> _What this task involves_: How many lines of the rows below contain the string "raised", matching case exactly? Reply with the number alone.

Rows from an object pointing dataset

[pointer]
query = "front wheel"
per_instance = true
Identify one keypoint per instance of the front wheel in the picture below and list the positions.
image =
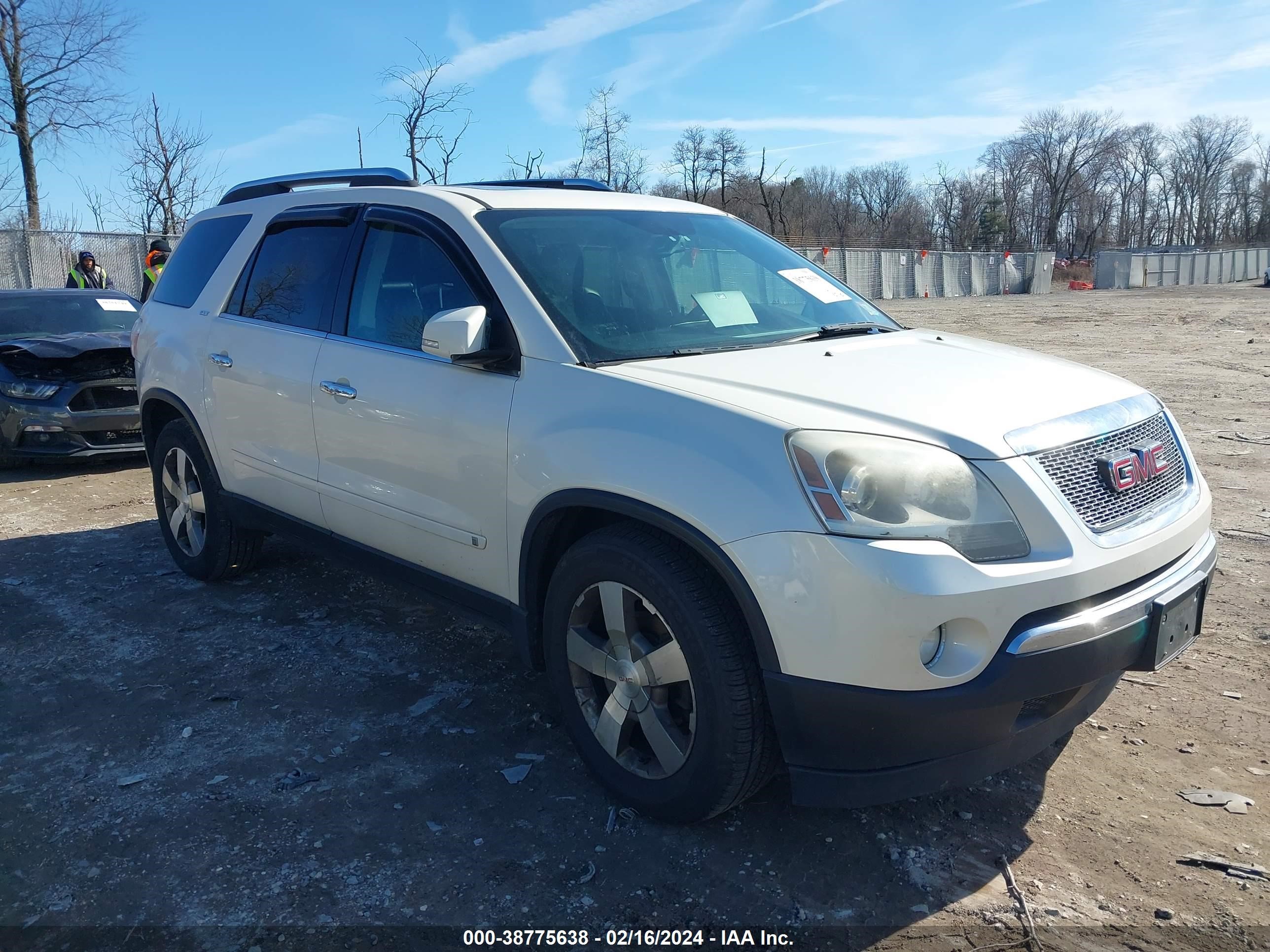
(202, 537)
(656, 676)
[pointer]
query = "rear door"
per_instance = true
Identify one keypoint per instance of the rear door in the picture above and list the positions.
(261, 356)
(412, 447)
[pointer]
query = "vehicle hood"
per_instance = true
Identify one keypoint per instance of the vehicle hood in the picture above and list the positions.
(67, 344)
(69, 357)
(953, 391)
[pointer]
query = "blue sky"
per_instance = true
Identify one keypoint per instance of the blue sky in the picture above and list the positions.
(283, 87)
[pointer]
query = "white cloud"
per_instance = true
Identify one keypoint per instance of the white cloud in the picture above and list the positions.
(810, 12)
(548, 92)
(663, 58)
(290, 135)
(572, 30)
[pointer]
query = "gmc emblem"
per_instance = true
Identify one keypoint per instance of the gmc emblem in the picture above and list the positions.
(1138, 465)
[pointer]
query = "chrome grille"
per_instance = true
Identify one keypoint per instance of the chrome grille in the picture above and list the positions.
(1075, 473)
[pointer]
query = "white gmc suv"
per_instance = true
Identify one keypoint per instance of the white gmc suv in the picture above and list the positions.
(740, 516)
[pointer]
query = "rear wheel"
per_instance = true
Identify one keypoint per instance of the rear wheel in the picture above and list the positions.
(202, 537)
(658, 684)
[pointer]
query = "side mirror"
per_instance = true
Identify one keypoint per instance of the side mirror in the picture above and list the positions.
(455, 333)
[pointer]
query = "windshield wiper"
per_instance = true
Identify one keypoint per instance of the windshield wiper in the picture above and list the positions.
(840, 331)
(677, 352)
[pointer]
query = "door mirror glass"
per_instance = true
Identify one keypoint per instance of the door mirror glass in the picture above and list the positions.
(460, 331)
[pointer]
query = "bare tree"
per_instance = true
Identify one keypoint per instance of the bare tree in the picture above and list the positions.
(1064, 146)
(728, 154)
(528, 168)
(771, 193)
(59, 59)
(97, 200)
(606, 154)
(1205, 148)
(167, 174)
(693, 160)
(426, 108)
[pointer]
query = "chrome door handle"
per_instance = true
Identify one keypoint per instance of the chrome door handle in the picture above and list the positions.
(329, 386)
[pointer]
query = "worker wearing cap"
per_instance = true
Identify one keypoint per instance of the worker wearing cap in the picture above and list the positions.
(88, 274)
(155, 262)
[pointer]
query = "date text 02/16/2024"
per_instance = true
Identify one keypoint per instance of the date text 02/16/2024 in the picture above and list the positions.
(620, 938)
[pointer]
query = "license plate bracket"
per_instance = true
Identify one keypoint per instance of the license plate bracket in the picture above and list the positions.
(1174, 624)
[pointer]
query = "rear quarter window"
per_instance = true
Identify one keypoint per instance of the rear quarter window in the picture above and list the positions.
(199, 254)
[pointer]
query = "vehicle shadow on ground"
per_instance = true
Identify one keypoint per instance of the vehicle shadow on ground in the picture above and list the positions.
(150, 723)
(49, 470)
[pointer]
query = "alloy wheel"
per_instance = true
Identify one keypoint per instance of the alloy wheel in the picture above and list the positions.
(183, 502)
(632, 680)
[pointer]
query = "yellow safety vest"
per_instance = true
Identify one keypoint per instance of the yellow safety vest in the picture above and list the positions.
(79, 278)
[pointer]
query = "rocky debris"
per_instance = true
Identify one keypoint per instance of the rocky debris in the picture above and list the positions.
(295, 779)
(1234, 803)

* * *

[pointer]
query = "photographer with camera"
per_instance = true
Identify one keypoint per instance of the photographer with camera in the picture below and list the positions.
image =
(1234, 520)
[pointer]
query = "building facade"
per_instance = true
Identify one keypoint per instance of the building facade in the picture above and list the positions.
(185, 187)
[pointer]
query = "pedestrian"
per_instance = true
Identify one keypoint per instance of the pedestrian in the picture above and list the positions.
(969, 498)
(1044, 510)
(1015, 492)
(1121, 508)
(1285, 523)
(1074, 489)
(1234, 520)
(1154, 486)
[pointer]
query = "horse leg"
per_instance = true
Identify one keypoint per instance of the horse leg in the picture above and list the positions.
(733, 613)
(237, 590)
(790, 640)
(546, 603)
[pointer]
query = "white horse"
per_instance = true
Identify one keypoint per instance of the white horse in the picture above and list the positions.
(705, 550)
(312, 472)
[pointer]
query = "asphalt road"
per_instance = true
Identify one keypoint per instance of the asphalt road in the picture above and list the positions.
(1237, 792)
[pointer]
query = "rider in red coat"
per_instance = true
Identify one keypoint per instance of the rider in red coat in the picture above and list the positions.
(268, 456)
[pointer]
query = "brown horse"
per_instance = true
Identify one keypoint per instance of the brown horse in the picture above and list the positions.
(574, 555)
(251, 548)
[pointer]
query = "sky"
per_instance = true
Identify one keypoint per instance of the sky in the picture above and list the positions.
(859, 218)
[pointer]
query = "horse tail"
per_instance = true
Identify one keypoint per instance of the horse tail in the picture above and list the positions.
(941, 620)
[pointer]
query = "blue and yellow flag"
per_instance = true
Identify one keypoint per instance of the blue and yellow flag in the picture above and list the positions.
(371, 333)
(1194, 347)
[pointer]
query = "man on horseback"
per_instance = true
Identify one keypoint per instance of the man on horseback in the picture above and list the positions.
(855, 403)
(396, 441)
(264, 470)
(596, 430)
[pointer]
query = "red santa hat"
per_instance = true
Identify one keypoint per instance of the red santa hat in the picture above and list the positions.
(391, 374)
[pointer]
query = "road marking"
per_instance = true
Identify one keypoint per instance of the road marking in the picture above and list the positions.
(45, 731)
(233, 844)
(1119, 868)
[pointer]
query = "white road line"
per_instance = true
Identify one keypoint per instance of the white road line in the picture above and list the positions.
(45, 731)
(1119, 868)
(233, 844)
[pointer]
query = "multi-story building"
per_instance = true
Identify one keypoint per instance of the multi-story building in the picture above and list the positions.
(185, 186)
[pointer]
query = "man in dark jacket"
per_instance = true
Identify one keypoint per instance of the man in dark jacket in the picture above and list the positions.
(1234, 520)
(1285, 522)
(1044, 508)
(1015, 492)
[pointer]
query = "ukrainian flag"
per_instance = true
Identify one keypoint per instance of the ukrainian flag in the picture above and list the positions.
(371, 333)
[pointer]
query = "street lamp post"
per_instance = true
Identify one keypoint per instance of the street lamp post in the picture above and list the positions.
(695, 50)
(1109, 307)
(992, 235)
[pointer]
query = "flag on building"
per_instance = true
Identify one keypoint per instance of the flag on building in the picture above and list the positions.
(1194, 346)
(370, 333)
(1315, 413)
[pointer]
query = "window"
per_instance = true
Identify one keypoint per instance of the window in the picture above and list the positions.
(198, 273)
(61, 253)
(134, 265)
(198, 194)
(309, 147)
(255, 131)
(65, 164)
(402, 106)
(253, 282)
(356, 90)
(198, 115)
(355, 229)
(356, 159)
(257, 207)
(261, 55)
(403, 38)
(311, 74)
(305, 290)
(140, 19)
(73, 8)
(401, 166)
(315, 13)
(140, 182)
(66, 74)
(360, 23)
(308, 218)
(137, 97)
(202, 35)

==

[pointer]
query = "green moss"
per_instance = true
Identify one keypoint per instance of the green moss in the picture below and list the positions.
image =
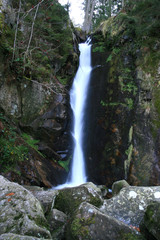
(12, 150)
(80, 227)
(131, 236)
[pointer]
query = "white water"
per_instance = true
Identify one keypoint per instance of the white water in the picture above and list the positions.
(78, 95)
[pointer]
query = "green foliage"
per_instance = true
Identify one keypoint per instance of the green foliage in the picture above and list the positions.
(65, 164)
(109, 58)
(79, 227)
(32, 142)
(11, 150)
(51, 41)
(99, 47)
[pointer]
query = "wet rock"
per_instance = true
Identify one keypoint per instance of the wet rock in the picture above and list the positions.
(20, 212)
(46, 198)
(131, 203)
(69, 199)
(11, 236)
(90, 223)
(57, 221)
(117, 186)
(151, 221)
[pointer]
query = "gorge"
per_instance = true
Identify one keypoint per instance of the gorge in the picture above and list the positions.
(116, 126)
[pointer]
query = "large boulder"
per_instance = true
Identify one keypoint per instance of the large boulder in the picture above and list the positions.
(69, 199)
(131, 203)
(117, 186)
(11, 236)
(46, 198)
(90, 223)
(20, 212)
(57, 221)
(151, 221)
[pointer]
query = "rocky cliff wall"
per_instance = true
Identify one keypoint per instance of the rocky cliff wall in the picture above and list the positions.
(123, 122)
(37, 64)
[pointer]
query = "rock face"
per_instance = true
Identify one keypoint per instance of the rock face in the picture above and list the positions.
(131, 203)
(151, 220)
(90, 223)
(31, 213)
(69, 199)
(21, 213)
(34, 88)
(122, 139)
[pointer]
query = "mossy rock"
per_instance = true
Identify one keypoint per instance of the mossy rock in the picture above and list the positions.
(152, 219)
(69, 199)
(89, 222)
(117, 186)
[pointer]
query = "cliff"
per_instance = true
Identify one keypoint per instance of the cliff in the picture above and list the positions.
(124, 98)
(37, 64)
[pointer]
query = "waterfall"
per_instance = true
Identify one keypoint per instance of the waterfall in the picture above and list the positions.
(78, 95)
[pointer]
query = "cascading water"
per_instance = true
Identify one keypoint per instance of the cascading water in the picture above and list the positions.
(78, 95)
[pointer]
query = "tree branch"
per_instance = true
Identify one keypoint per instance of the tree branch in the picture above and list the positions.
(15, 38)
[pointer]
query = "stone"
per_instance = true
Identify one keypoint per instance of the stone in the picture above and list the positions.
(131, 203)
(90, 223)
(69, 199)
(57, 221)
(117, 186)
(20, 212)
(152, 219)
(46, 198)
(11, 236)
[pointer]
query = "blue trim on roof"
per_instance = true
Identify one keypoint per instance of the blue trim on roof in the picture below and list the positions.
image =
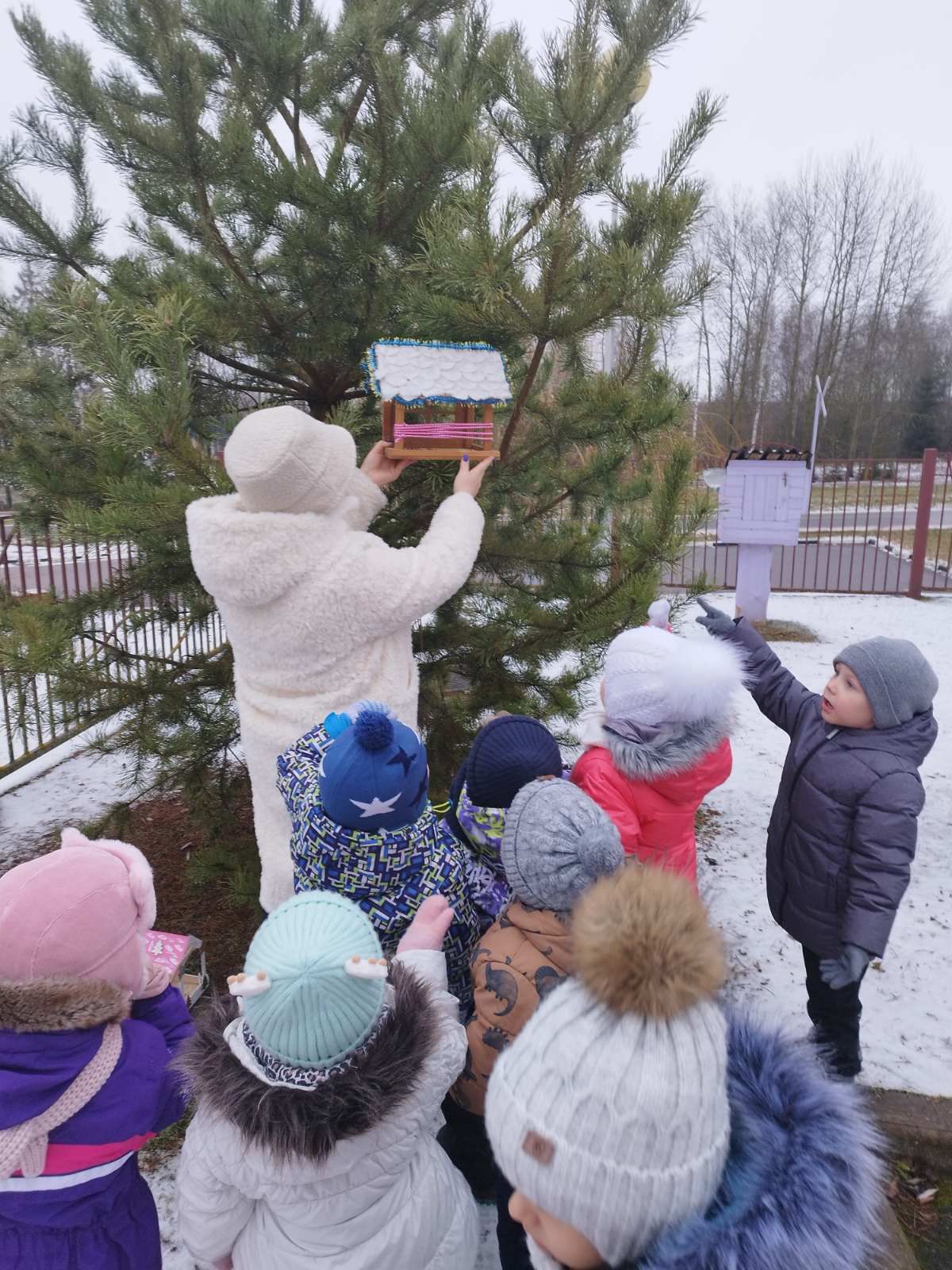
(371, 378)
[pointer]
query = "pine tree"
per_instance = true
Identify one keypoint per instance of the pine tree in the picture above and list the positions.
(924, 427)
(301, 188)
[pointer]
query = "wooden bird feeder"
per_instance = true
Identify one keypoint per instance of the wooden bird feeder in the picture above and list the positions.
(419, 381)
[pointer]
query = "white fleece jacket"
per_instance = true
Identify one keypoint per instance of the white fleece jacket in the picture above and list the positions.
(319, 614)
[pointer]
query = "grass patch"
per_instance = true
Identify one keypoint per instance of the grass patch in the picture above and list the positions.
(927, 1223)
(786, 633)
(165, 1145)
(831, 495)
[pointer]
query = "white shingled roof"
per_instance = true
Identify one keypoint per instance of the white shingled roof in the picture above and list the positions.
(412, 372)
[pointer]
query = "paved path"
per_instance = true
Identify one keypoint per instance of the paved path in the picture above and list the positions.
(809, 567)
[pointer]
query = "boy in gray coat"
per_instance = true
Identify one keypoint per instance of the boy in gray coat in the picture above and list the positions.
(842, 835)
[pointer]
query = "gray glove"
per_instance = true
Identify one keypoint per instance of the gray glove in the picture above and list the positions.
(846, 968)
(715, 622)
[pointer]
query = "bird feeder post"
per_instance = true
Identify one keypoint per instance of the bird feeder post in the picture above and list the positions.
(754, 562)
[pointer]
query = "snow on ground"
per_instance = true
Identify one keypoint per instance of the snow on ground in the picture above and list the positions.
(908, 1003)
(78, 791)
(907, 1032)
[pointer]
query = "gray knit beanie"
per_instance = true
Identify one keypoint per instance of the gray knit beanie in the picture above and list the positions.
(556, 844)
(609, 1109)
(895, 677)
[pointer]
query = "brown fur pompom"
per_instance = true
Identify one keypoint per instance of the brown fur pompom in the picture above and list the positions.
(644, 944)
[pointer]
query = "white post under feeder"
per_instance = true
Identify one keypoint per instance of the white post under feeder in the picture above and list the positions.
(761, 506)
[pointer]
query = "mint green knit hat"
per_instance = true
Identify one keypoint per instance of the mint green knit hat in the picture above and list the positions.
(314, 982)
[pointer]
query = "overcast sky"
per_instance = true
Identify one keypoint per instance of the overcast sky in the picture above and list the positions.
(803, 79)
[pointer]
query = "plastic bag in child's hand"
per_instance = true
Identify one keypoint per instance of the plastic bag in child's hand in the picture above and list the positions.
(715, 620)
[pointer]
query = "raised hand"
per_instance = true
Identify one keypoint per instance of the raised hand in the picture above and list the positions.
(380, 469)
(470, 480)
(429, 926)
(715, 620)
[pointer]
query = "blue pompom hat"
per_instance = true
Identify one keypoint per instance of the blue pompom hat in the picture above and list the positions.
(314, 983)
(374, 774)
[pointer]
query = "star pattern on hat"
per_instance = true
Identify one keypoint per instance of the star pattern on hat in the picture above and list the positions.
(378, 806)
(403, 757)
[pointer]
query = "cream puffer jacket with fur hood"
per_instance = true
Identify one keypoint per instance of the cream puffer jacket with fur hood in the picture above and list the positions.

> _Solution to this problem_: 2